▶ **REQUEST**:
Please update the material below by replacing each "wall-mounted shelf" with "floating shelf" and keeping every other line the same.

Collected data
□ □ □ □

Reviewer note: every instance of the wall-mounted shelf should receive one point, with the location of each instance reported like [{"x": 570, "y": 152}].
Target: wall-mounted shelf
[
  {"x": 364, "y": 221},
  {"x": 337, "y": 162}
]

□ □ □ □

▶ **RESPONSE TO THE EXERCISE**:
Reviewer note: every instance of the floating shelf should receive one point, with the location of each instance reported like [{"x": 570, "y": 152}].
Target: floating shelf
[
  {"x": 364, "y": 221},
  {"x": 337, "y": 162}
]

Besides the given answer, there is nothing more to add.